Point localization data
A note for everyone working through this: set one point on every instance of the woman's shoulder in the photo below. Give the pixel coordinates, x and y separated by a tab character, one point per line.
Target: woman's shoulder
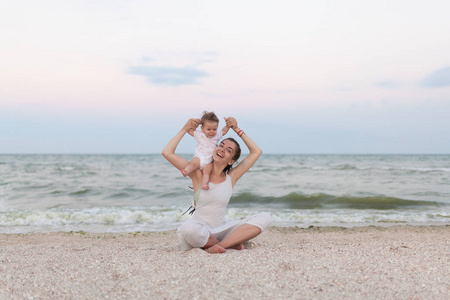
196	177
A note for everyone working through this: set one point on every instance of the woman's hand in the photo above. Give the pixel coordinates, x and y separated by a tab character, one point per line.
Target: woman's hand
191	125
231	123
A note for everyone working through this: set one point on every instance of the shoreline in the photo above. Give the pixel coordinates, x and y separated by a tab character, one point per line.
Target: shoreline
374	262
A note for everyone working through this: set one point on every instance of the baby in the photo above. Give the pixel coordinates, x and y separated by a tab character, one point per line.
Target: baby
207	140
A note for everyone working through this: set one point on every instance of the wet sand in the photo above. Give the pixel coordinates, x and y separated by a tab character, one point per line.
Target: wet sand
400	262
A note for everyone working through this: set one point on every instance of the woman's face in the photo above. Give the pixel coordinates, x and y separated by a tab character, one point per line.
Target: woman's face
225	152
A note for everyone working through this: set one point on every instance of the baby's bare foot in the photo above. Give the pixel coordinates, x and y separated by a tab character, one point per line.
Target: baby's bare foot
239	247
215	249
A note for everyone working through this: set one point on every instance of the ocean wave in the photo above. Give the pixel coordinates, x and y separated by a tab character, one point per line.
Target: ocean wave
324	201
125	219
106	216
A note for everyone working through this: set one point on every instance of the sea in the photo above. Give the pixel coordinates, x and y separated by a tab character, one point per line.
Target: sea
131	193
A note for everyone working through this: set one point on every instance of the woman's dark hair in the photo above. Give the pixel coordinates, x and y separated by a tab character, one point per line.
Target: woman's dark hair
236	156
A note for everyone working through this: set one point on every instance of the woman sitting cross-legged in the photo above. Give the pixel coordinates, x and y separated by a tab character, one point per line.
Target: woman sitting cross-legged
207	229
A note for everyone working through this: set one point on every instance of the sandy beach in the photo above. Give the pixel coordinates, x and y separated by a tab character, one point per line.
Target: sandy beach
401	262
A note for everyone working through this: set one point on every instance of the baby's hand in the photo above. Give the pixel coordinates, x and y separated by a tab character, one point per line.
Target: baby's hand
231	122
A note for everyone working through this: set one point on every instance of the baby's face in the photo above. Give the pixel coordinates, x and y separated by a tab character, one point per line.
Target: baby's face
209	128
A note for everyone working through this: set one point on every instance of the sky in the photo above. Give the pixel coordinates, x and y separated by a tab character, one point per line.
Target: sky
306	77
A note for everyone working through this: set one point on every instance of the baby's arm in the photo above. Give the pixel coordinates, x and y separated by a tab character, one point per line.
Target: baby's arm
225	129
192	130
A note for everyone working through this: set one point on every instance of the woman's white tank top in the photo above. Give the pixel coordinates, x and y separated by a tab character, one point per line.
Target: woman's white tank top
212	203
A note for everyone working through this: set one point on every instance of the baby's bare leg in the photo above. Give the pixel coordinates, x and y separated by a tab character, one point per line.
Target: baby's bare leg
193	165
205	178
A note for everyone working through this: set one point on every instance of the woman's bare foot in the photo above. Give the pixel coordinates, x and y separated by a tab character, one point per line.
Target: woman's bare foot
215	249
239	247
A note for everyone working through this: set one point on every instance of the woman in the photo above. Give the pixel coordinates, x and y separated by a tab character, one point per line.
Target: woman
207	228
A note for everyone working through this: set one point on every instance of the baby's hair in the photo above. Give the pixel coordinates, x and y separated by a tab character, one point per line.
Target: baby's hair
209	116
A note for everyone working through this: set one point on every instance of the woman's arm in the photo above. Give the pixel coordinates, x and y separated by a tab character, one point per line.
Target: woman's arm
246	163
169	151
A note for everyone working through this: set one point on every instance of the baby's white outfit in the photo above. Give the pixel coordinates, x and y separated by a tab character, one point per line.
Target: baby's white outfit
205	147
209	218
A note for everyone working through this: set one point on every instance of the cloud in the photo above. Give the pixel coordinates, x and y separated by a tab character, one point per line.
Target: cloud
437	79
387	84
168	75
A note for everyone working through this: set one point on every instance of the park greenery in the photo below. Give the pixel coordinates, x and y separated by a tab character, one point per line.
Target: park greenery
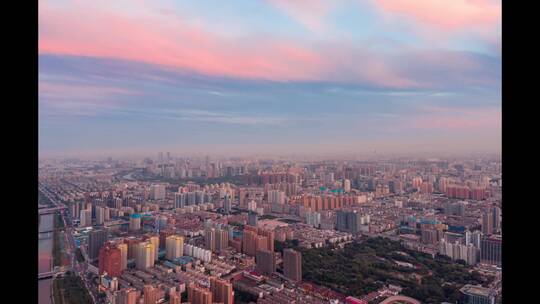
366	266
69	288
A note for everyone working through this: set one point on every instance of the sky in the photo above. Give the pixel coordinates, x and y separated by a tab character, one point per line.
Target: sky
132	77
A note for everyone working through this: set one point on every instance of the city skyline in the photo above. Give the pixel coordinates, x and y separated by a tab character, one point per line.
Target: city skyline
305	77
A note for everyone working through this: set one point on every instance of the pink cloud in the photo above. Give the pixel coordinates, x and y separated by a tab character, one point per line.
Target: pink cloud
174	42
456	119
447	14
309	13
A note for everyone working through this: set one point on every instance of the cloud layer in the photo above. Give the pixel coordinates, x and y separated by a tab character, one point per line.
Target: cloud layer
269	75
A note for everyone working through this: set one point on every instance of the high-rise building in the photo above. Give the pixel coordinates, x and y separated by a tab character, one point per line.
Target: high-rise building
100	215
144	257
174	247
292	264
252	219
150	294
86	218
123	247
477	294
242	198
348	221
347	185
198	295
490	250
221	240
487	223
128	296
222	291
210	239
266	262
135	222
174	298
227	204
276	197
157	192
180	200
313	219
110	260
249	245
270	236
496	212
96	239
155	241
476	239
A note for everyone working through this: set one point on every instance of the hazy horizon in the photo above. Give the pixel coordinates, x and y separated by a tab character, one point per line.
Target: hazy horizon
269	77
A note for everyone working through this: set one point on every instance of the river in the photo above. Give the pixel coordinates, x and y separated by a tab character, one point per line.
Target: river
45	259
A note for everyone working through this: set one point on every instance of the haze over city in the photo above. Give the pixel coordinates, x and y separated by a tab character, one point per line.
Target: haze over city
269	77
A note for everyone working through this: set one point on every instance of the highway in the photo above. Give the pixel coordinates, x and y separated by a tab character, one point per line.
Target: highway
70	246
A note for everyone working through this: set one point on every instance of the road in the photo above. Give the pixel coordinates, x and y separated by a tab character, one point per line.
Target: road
71	248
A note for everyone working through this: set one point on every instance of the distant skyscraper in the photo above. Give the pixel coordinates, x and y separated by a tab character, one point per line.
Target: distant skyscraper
222	291
180	200
252	219
210	239
174	247
110	260
86	218
292	264
199	295
150	294
477	295
144	258
221	240
487	223
227	204
128	296
96	239
496	212
348	221
157	192
155	241
491	250
266	262
346	185
123	247
135	222
100	215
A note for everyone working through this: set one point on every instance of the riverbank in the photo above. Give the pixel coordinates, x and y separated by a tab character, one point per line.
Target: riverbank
69	289
59	255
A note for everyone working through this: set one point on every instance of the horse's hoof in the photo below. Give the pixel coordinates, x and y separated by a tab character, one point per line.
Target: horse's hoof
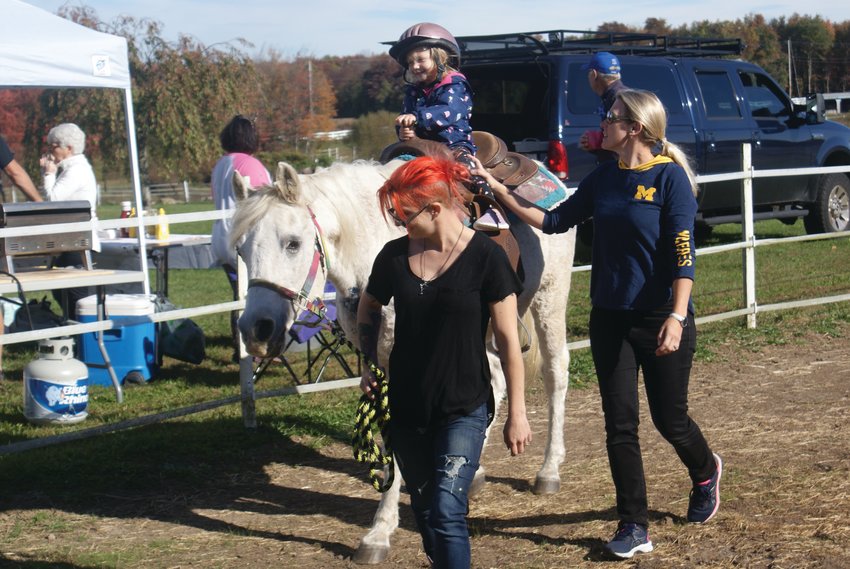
477	485
370	554
546	486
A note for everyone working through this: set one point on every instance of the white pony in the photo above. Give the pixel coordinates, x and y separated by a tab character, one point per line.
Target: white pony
302	230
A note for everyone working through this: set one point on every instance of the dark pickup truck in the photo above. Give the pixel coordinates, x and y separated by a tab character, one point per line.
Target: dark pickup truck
530	89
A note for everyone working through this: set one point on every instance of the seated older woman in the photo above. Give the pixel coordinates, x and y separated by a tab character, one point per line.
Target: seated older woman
69	176
67	173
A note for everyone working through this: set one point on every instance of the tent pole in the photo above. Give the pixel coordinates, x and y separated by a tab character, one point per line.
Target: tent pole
137	186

**To do**
Give all the records again, exactly, without images.

**Exercise answer**
A note for everyone working through this: set one point on every instance of the woman's shoulder in the photo below. Give the pixel coordinates, x and y separated by a tab character, one point per line.
Target: woman's shoulder
196	177
A note for everyone working through this: set one point on every instance of the woman's hand in the photo above. Give the pixel coordinates, x and y separated by a tab character, one point per line.
Target: woman's hand
191	125
231	123
A note for everyone working through this: set one point on every instance of the shoreline in the photo above. Give the pixel coordinates, x and y separated by a tab character, one point per line.
Target: shoreline
374	262
A note for everyone working through this: set one point on every instance of the baby in the photo above. Give the pixel coordinates, x and y separated by a tab character, one point per line.
Target: baby
207	140
A note for everyone working through this: set one point on every instance of the wet sand in the photo above. Give the pixel coordinates, x and y separated by a tab character, one point per line.
Target: wet sand
400	262
A note for everyone working through this: set one point on every instance of the woman's face in the photo above. Give the pixel coordinates, x and y separated by a tab character, one point per line.
Target: woman's face
225	152
A note for everyone working through this: set one point on every instance of the baby's bare foot in the photo above. Give the pixel coordinates, x and y separated by a tab character, one point per line.
Target: baby's bare foot
239	247
215	249
A note for everyone working through this: set one point on every instance of the ocean wave in the photo above. Give the pixel coordinates, x and y separated by a tab character, one point per line.
Target: ocean wave
324	201
125	219
106	216
A note for everyone working through this: set one point on every instance of the sea in the photo above. Give the pixel coordinates, x and y separated by a tab character, one point per line.
Target: sea
131	193
A note for everyone working through this: set one point on every instance of the woman's dark hair in the photo above. Give the pixel coordinates, x and y separated by a tab character, one point per line.
Target: woman's dark hair
236	156
A note for everyone working through this: set one point on every instance of the woman sitting cross-legged in the photo above. Give the pixel coordinates, x and y separated by a tab character, one point per line.
Target: woman sitting cross-legged
207	229
A note for everyone working through this: set one point on every instance of the sandy beach in the photo above. Give the pixel coordinates, x and y separated by a tab character, one point per line.
Target: sandy beach
401	262
A note for everyone working through this: set one point on every instance of the baby's hand in the photo above. Give the pixel coordinates, x and y separated by a tab character, one point per line.
Target: baby's hand
231	122
A note for everyone working through this: set one point on every instance of the baby's face in the photo above. Give the pixel coordinates, x and y separated by a tab character, one point per line.
Target: baby's face
209	128
A note for everyone working through this: set one point on every instance of the sky in the photo above. Give the pixel coordinates, x and y separated by a tab character, one point per line.
Target: sky
306	77
A note for everyone working through this: set one point on every instance of the baby's arm in the photo above. Give the pixel coordinates, x and y separated by a tab character, one point per line.
Target: baby's arm
225	129
192	130
A note for everyone working through this: set one point on every instance of the woman's white tank top in the photo above. Give the pixel coordinates, x and y separated by a tab character, one point per line.
Target: woman's white tank top
212	203
A note for everyone working through this: set one point on every instance of the baby's bare leg in the photo above. Give the pixel coordinates, x and y separated by a tab character, one point per line.
Target: baby's bare leg
193	165
205	178
A note for everyone working through this: set one point on every instance of the woman's bare foot in the photo above. Give the pixel coordinates, x and y separated by a tab character, one point per line.
Target: woman's bare foot
215	249
239	247
A note for everyone working through this: set one point on every instance of the woman in the photo above. Give the pixel coordinates, x and y separated by a tab character, one point per line.
Target: woman
207	228
A note for everyone working through this: set one point on every instance of the baby's hair in the photo above. Give the pixel coordinates, x and y separated by a tab character, one point per line.
Target: baby's hair
209	116
A note for everyone working through this: set one point on every instance of the woman's arm in the photo above. Give the pixel coordinates, x and y separated by a tab character, one point per line.
Target: woman's arm
246	163
169	151
A note for everyone working through this: set one point on every instance of the baby's white outfit in the photo above. Give the pixel coordinates, x and y separated by a tab character, one point per line.
Target: baby's white outfit
205	147
209	218
A note for everyone working through this: set one point on every instance of the cloud in the photo above. Give the pixel coordinates, x and y separated by a tab character, one point per line.
Target: cloud
437	79
387	84
168	75
A note for everyone working through this: set one point on every instance of the park greenery in the photo below. Give the pixel coordinates, x and y separated by a tab character, one point per line.
Target: park greenery
366	266
69	288
A note for everyone working through this: set one point on every instance of the sky in the photo above. Give the pixel coordinates, x and y separated by a tab character, one point per line.
Target: sky
132	77
A note for everyone working through this: set one point on every instance of the city skyline in the photo above. Give the pixel coordinates, x and y separated by a tab character, one point per line.
Target: city skyline
305	77
A note for everyone working through this: set one point on every instance of the pink cloud in the photo above. Give the pixel coordinates, x and y separated by a tab character, one point per line.
Target: pink cloud
174	42
456	119
447	14
309	13
A note for everyone working through this: set one point on every instance of the cloud layer in the photo above. Give the pixel coordinates, x and y separated by a tab character, one point per line.
Target: cloud layer
269	75
A note for everyone working through this: set one point on every instance of the high-rise building in the photo above. Give the pixel coordinates, x and y separated by a tab character, one point per line.
Target: high-rise building
100	215
144	257
174	247
292	264
252	219
150	294
86	218
123	247
477	294
242	198
348	221
347	185
198	295
490	250
221	240
487	223
128	296
222	291
210	239
266	262
135	222
174	298
227	204
276	197
157	192
180	200
313	219
110	260
249	245
270	236
496	212
96	239
155	241
476	239
A note for everyone working through this: set one point on every instance of the hazy horizon in the photo above. Give the pixel coordinates, x and y separated by a tab character, one point per line.
Target: hazy horizon
269	77
A note for everyone working through this: set one point on every instance of the river in the photo above. Give the pixel coordinates, x and y separated by a tab character, one point per line.
Target: river
45	259
A note for everyone working through this: set one point on every instance of the haze over city in the photo above. Give the pixel coordinates, x and y separated by a tab character, one point per line.
Target: haze over city
269	77
A note for everyone working through this: set one point on every instance of the highway in the photo above. Give the pixel coordinates, x and y separated by a tab character, one point per line.
Target: highway
70	246
A note for everyone working through this: set one point on every instance of the road in the photo above. Give the pixel coordinates, x and y separated by a tab character, one point per line.
Target: road
71	248
A note for everyone working through this: set one point on every instance of the distant skyscraper in the photo above. Give the pixel coordinates, x and y separated by a tab character, one point per line.
Target: distant skyscraper
222	291
180	200
252	219
210	239
174	247
110	260
86	218
292	264
199	295
150	294
477	295
144	258
221	240
487	223
227	204
128	296
96	239
496	212
348	221
157	192
155	241
491	250
266	262
346	185
123	247
135	222
100	215
A note for everyone working through this: set one point on every instance of the riverbank in the photo above. Give the pixel coordinates, x and y separated by a tab character, one point per line.
Target: riverbank
69	289
59	255
A note for everyone working through this: set one point on every instance of the horse's hoof in the photo below. Give the pixel coordinates, x and y separated by a tab character, one point per line.
Target: horse's hoof
477	485
370	554
546	486
A note for everyone working through this: set one point on every instance of the white pony in the photo above. Give the pixel coordinates, x and y separated by a tab character, one point per line.
Target: white pony
302	230
A note for everyone working through this: set one point on every instance of the dark pickup truck in the photo above. Give the pixel coordinates, x and y separated by a tab character, one point per line.
Target: dark pickup truck
530	89
A note for everyone working through this: set one point on every instance of the seated older woman in the photo above. Give the pixel coordinates, x and y separated by a tab character, one point per line.
Target: seated older woman
69	176
67	173
A note for everyone working through this: set one point on every instance of the tent pole in the photo above. Give the pixel coordinates, x and y separated by a tab character, one point per line.
Target: tent pole
137	186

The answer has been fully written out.